### Task directions
Locate every line in the records below that holds the word "snowmobile" and return each one.

Stored items:
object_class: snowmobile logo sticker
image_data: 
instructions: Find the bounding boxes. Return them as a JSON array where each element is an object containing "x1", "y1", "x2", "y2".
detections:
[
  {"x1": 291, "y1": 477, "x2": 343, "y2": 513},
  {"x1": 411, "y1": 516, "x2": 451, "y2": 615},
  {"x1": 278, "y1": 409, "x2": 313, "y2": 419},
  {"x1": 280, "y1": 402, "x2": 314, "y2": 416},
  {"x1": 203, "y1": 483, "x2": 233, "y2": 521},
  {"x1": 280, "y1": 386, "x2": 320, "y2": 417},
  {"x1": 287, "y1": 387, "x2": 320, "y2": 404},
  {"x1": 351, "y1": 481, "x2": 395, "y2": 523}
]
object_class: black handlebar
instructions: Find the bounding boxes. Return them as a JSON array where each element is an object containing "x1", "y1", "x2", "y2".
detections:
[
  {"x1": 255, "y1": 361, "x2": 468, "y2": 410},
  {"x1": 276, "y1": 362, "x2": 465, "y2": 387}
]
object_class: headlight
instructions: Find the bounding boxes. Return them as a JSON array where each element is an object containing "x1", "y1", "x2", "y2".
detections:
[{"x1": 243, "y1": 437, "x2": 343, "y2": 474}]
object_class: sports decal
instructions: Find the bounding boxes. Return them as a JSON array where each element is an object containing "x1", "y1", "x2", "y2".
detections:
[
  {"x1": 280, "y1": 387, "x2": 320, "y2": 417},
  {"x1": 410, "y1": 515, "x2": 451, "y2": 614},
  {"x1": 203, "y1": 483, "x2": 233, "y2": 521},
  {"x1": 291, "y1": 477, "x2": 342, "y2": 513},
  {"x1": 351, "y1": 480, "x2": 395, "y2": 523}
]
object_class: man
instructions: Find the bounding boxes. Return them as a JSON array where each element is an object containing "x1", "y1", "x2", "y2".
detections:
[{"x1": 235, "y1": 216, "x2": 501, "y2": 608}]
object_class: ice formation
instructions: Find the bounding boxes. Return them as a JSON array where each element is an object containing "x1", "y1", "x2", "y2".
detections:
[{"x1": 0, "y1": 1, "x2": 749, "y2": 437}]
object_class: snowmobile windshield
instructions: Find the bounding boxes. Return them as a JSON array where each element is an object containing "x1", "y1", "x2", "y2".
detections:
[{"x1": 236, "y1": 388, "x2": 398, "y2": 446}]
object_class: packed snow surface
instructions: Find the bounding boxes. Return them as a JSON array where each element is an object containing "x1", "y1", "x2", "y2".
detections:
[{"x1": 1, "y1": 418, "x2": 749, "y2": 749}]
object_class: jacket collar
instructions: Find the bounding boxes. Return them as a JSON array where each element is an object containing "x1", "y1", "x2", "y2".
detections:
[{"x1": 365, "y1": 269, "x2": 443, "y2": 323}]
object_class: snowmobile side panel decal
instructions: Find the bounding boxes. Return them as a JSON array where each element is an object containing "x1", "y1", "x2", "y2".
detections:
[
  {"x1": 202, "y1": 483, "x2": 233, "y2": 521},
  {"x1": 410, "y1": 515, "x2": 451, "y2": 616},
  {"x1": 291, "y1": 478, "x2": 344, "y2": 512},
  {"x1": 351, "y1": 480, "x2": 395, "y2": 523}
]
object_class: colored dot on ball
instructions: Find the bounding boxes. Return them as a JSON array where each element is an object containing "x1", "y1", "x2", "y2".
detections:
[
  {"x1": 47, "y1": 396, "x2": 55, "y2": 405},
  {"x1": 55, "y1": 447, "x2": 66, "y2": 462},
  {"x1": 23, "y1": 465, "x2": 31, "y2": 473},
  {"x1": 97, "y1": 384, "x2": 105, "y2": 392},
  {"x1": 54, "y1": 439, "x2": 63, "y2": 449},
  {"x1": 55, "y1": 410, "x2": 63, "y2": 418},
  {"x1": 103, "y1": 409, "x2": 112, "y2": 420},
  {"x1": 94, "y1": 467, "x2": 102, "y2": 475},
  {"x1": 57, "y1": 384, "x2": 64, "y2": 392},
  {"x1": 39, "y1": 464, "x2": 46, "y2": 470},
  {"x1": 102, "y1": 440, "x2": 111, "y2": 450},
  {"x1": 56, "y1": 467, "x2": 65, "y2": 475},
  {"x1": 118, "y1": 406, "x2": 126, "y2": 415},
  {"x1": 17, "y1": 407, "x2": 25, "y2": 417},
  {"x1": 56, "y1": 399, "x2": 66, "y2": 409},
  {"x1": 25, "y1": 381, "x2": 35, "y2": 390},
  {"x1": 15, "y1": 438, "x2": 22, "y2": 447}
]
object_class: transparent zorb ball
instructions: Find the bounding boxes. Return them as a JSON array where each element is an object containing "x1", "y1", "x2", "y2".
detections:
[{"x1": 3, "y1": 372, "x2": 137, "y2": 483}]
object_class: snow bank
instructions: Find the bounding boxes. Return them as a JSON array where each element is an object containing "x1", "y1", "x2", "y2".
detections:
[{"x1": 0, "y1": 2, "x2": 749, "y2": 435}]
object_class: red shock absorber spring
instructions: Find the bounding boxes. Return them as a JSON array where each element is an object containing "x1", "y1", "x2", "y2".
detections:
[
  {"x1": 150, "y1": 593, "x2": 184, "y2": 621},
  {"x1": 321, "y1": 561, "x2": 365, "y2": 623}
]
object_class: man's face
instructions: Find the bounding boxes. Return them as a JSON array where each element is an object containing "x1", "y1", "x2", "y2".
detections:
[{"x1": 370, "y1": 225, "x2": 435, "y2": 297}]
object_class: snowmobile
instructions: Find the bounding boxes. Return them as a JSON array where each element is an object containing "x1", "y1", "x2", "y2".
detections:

### Answer box
object_class: snowmobile logo sticker
object_class: snowmobile windshield
object_class: snowmobile side panel decal
object_class: snowmobile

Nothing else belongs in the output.